• OBJECTIVE: Exactly reproduce the line containing "flag pole and record integer pixel coordinates." together with every line after it, through the end of the entries, and give nothing more.
[BEGIN INFORMATION SUPPLIED]
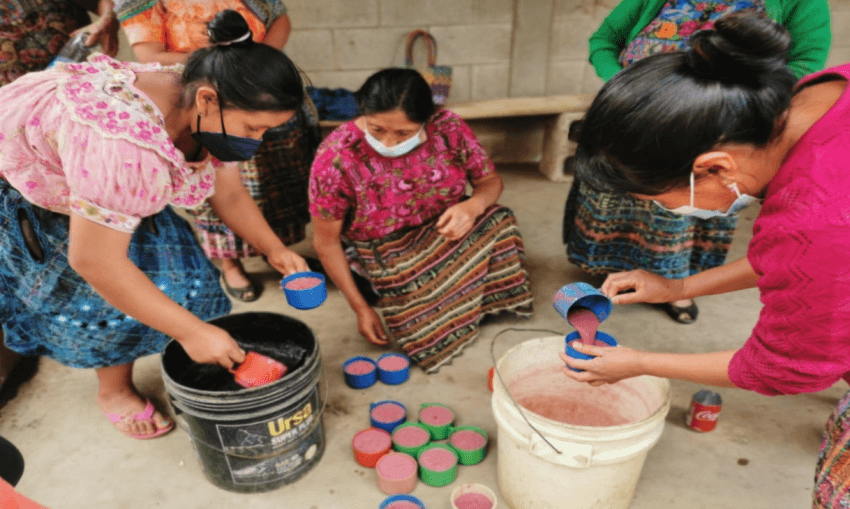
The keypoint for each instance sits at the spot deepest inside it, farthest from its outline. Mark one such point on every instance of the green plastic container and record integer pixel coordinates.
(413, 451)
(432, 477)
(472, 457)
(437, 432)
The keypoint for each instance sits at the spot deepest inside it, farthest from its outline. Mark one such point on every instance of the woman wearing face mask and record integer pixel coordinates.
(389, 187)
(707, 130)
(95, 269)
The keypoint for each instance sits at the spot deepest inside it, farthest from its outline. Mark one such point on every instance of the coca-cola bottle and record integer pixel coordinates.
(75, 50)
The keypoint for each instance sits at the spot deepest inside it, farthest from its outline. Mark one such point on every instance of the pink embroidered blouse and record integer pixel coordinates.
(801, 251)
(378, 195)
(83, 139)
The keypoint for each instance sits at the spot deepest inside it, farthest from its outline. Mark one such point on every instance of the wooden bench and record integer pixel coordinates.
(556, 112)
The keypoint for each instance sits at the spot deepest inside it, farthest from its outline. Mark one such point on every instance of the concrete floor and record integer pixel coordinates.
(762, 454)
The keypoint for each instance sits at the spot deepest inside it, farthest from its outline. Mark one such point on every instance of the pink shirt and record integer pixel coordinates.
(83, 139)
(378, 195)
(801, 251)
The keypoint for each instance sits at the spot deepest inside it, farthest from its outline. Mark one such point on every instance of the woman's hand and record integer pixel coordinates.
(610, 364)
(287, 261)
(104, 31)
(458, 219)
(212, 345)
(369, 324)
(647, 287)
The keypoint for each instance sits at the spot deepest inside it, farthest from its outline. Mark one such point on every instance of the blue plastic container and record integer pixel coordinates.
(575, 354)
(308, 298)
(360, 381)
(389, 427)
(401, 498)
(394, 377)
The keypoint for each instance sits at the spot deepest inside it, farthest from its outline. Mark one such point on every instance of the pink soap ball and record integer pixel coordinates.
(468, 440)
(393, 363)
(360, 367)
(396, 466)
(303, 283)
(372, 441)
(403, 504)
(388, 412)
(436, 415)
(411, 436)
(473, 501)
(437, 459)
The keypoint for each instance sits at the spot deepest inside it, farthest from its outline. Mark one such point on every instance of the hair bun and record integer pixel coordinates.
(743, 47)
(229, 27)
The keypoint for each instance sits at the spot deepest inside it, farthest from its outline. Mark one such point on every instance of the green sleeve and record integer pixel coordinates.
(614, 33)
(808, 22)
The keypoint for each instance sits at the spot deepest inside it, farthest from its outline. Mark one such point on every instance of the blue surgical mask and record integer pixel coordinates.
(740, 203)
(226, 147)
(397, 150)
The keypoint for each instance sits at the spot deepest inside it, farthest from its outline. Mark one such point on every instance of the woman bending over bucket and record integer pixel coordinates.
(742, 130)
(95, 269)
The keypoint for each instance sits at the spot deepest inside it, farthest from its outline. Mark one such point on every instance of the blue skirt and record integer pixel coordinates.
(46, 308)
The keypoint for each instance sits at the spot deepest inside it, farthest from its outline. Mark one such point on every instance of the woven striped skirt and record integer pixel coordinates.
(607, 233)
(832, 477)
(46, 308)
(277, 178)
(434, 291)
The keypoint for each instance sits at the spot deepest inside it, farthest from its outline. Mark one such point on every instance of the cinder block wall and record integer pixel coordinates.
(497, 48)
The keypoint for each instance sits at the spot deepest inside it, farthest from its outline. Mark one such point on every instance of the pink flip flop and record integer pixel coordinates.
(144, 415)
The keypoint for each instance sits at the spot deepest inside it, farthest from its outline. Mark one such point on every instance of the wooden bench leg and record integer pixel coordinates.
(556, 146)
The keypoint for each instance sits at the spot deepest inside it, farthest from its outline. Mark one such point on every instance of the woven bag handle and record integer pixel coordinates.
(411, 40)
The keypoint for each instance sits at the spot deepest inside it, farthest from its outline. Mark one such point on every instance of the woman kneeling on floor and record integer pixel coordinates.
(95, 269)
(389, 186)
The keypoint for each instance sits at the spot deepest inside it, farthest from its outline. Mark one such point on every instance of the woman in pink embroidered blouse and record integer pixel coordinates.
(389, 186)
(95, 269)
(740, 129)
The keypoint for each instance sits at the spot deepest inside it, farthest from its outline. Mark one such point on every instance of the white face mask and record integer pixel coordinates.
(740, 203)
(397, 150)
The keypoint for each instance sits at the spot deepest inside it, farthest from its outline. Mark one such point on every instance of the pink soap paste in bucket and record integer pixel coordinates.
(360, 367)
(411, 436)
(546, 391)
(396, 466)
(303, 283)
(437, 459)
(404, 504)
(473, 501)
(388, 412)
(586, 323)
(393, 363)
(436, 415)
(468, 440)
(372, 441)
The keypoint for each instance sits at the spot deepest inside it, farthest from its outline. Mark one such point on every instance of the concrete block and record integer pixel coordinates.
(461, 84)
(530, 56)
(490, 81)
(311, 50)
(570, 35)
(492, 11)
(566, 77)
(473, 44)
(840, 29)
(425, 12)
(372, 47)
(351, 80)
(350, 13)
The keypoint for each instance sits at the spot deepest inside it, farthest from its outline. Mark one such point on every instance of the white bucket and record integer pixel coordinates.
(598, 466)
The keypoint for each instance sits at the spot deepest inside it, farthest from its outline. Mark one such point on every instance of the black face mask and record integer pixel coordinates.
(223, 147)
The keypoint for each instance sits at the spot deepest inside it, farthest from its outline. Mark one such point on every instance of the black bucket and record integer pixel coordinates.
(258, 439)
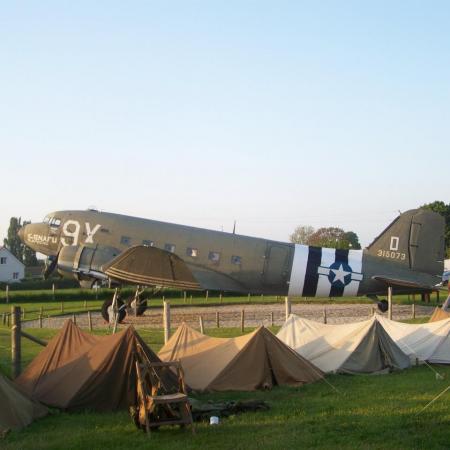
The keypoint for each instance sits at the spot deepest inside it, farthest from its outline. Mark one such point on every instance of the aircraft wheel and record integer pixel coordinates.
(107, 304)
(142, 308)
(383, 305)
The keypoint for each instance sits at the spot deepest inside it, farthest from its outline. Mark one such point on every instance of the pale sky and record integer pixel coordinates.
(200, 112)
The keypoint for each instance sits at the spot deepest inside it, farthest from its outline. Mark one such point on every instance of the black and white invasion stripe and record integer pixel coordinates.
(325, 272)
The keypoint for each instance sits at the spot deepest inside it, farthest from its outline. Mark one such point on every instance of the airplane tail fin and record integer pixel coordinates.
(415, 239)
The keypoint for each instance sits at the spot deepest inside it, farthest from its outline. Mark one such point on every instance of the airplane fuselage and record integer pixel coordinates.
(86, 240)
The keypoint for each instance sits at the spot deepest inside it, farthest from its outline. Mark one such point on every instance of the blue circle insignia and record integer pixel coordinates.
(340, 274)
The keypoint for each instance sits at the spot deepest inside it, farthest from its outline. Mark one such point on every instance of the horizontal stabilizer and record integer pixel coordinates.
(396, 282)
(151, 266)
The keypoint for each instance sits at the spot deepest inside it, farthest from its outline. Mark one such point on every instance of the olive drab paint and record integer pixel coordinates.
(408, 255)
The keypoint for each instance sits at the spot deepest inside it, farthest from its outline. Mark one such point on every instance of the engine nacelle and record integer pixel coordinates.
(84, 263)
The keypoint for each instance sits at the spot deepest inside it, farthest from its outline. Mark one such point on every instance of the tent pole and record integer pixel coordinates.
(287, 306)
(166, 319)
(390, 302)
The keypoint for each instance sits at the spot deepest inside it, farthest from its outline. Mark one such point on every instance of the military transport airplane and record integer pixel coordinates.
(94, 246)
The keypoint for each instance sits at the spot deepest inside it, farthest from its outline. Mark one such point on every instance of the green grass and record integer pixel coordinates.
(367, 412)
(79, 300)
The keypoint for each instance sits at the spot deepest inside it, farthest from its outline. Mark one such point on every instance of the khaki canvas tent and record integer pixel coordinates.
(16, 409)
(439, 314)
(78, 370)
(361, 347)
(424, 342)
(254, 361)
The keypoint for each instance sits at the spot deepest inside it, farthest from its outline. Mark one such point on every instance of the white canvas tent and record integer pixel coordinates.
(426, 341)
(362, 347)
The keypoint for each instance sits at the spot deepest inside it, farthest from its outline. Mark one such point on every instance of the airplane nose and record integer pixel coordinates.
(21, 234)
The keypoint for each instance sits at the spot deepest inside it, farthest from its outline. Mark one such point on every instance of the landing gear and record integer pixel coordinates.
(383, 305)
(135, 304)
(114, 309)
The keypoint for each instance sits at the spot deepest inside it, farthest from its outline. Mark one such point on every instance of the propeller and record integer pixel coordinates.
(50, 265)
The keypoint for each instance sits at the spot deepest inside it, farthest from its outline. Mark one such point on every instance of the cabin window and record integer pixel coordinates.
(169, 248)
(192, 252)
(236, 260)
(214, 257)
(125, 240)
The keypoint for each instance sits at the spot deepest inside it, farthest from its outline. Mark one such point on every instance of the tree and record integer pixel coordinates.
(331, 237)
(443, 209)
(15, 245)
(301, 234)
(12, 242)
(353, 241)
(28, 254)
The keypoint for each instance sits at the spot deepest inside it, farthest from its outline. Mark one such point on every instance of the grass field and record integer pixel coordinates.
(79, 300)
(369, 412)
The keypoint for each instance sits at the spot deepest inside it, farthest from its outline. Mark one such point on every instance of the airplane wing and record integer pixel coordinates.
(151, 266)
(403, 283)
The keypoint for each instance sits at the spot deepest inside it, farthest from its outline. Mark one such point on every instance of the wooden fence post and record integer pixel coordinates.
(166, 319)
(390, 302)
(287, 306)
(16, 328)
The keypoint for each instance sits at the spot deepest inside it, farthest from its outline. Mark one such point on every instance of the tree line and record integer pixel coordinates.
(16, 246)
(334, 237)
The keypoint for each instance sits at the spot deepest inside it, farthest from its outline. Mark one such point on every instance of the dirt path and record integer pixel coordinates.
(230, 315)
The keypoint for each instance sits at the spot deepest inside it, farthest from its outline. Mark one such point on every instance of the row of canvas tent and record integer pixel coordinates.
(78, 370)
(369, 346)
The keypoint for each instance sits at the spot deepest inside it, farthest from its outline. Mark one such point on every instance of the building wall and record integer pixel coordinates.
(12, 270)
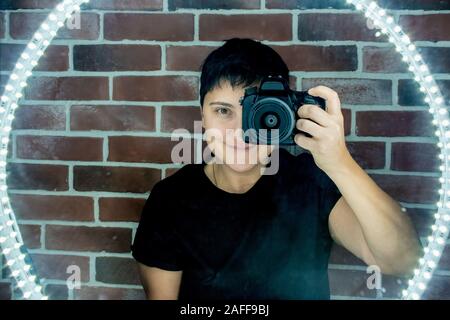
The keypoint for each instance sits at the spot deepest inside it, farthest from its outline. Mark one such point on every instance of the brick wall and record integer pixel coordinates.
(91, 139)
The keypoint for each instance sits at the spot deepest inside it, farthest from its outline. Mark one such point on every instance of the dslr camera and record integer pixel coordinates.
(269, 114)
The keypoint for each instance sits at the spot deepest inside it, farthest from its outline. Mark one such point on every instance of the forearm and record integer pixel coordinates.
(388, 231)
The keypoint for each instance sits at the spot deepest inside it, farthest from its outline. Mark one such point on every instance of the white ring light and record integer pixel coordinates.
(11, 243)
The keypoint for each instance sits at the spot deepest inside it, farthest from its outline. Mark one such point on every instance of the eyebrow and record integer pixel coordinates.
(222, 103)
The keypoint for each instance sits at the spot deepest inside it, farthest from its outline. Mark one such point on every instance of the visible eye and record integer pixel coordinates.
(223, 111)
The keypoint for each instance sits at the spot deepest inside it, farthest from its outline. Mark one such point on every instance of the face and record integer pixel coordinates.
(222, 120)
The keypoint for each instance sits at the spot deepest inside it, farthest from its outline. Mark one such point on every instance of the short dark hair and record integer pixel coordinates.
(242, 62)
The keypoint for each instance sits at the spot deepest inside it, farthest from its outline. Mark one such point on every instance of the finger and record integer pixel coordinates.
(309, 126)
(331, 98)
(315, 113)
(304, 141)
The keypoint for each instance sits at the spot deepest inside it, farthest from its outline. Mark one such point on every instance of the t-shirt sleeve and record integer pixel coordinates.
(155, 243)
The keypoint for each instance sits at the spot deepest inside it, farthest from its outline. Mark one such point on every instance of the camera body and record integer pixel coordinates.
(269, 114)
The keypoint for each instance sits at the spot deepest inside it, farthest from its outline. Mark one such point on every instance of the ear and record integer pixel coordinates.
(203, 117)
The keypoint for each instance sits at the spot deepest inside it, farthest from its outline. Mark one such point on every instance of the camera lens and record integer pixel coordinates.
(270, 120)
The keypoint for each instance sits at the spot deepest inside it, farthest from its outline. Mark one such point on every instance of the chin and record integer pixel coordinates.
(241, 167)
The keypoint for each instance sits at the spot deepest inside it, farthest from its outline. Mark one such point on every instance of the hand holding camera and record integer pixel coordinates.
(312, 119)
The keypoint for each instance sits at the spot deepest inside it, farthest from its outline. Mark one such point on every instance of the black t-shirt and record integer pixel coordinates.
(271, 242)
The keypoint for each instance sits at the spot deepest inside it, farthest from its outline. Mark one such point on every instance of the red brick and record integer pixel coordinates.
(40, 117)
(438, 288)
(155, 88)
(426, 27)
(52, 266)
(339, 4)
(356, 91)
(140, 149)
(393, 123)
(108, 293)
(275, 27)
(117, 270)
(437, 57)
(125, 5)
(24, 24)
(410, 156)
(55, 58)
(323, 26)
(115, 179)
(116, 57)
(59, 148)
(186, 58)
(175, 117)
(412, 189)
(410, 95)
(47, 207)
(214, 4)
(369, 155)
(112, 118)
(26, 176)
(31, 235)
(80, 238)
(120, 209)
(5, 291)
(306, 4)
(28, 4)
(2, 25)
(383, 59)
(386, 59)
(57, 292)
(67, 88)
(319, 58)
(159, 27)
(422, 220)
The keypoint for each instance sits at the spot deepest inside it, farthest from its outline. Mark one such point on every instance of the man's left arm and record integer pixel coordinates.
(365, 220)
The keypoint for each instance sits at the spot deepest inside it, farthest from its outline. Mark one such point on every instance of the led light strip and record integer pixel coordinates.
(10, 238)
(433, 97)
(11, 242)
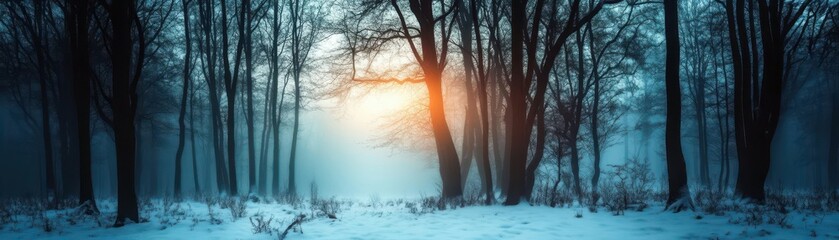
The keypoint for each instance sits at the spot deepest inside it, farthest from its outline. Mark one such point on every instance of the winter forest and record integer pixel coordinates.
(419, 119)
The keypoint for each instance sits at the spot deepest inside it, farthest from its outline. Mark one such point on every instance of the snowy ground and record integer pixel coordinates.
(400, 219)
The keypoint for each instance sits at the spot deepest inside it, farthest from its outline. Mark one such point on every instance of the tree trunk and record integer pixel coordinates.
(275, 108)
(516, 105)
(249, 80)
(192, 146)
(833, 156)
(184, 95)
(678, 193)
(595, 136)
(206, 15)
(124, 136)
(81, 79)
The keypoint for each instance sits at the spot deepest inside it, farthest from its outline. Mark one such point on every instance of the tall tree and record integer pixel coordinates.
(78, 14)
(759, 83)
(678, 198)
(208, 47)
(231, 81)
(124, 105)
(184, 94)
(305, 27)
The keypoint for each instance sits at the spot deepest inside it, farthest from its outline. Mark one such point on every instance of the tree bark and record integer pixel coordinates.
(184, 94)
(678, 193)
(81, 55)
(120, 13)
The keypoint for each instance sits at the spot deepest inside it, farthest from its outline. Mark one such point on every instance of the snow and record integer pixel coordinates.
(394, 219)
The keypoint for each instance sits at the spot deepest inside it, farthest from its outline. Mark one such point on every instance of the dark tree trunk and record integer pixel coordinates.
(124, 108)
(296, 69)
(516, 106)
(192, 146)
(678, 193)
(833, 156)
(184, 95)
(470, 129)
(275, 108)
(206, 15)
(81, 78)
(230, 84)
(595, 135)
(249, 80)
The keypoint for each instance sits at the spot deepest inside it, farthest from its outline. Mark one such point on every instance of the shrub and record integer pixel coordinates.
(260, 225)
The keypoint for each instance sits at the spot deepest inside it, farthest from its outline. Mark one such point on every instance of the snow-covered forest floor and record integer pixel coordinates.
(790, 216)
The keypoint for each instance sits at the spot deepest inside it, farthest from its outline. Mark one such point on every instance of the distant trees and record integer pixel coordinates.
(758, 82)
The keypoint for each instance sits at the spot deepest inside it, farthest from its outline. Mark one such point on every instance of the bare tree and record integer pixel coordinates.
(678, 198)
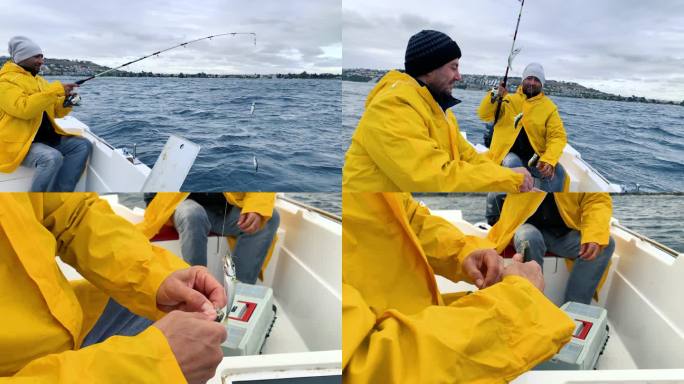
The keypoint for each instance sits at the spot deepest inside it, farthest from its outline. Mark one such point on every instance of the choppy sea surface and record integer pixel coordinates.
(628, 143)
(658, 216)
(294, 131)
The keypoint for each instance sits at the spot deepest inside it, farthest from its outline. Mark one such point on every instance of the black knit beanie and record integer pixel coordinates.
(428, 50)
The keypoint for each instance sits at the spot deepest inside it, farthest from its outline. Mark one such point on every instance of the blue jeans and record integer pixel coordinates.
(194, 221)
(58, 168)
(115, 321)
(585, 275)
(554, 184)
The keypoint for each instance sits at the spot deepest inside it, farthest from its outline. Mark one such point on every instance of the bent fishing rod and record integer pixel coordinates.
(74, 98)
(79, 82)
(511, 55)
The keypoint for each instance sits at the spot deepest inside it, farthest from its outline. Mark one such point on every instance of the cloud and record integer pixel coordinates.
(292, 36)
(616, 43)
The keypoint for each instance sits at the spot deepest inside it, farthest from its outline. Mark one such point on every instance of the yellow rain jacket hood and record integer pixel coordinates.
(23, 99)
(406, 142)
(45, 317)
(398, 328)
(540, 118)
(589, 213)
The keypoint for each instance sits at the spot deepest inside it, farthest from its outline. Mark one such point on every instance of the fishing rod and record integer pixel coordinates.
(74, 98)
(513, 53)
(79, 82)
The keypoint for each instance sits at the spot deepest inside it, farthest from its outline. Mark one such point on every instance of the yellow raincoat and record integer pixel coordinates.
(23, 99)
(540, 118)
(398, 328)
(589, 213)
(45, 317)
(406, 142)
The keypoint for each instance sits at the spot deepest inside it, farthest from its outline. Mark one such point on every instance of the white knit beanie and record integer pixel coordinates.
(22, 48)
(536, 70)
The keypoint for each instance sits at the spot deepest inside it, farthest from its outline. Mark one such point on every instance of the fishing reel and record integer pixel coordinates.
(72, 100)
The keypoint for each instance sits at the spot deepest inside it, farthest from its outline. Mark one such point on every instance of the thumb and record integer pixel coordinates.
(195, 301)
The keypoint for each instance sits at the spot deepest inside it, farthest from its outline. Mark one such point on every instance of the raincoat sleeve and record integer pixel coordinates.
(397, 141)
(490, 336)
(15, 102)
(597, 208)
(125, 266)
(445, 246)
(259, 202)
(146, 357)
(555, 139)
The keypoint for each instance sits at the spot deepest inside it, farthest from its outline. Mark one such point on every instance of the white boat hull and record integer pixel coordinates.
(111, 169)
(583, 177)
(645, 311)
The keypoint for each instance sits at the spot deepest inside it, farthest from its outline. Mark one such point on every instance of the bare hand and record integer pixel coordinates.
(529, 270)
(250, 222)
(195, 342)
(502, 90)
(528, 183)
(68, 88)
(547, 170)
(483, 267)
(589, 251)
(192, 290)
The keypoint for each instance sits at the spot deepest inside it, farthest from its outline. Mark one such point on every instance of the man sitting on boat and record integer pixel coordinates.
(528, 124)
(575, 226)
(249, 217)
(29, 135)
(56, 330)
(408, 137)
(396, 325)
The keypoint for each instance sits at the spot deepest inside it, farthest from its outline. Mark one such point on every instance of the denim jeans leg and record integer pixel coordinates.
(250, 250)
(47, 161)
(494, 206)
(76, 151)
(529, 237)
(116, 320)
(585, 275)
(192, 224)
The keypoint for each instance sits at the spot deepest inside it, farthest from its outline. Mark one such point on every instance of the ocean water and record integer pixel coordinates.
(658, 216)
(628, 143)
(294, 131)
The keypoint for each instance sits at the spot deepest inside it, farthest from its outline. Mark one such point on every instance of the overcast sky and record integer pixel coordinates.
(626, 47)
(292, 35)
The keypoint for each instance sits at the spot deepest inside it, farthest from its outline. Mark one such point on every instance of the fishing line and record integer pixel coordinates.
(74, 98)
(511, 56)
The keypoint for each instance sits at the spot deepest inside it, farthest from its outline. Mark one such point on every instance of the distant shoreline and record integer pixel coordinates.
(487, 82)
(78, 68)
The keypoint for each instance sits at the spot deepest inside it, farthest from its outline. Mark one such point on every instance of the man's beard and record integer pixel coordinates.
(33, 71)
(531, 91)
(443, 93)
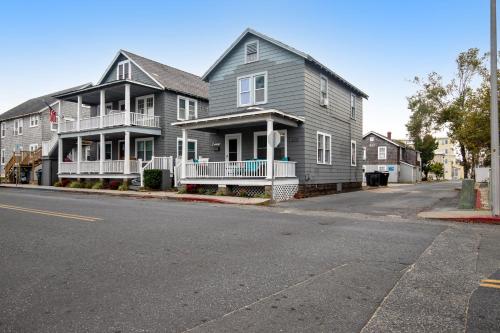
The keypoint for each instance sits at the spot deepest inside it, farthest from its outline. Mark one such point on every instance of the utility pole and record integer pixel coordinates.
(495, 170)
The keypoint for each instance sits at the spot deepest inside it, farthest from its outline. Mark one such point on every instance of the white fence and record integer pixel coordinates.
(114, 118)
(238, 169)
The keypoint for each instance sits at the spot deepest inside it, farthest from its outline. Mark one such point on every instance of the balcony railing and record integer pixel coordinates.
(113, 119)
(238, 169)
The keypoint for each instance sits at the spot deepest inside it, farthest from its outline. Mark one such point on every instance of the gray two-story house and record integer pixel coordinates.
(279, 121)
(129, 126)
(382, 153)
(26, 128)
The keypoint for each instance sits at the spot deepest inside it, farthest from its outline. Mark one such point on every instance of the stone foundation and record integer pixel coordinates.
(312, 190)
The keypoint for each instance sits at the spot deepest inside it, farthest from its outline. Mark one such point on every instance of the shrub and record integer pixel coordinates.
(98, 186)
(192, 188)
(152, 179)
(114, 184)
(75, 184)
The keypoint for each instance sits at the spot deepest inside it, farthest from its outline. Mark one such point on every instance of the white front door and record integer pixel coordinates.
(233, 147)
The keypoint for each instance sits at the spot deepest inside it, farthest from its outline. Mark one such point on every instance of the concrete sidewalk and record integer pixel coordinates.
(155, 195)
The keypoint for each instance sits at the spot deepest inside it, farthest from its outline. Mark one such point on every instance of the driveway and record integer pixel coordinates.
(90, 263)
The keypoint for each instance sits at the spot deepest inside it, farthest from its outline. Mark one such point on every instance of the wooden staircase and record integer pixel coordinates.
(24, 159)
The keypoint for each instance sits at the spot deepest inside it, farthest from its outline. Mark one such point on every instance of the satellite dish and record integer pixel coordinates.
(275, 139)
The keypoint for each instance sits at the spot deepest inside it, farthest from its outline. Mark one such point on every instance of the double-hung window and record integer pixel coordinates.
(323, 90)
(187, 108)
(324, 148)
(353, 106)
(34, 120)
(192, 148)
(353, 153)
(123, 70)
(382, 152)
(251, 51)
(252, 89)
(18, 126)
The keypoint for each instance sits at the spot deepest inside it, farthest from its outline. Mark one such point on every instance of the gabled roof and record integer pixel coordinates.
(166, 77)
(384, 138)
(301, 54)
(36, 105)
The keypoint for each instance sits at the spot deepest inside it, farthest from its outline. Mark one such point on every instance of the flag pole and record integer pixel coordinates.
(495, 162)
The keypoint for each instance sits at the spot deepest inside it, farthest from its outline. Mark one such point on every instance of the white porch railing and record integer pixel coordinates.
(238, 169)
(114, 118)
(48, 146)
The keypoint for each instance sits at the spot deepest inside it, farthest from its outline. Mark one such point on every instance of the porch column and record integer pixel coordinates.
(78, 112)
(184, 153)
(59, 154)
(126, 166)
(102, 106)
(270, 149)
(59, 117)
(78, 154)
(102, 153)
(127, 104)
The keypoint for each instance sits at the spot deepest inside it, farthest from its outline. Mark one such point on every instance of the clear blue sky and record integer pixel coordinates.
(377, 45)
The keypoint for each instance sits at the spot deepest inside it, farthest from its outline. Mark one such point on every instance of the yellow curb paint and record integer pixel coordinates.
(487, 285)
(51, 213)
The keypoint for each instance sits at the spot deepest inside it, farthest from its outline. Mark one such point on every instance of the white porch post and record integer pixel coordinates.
[END INFORMATION SUPPLIED]
• TASK RESPONSE:
The keypoint for each instance sits at the spot deepest inside it, farthest from its outline. Mark one such point on every instance of the flag pole and record integer pixel coordinates.
(495, 162)
The keypoint for each instance sits at the spot deepest inside it, farthest from its outline. Mark one such point on every instance of the white porch railing and record integer pixel coordinates.
(238, 169)
(114, 118)
(48, 146)
The keypoint for each instance sits at the spot deepest inside it, farthest from its outline. Mark one such point on every instance of the porch column and record integer pixel coordinates.
(78, 112)
(184, 153)
(59, 154)
(126, 166)
(102, 106)
(270, 149)
(59, 117)
(78, 154)
(102, 153)
(127, 104)
The keypoint for each instance sits at the spot deepest inside it, farthest from its outline. Mark one such point on every instance of the clear blue sky and record integer pixel coordinates.
(377, 45)
The keypoint for each instance sits at the spot deepest inside it, farthest from its outline. Mark one such point on every instance of the yellow curb paint and record integer pixel coordinates.
(487, 285)
(51, 213)
The keypoint for each instance sits at the spot deepest inside it, farthest from its outline. Mark one such point on every instance of the white porch post and record integer pixel coordinates.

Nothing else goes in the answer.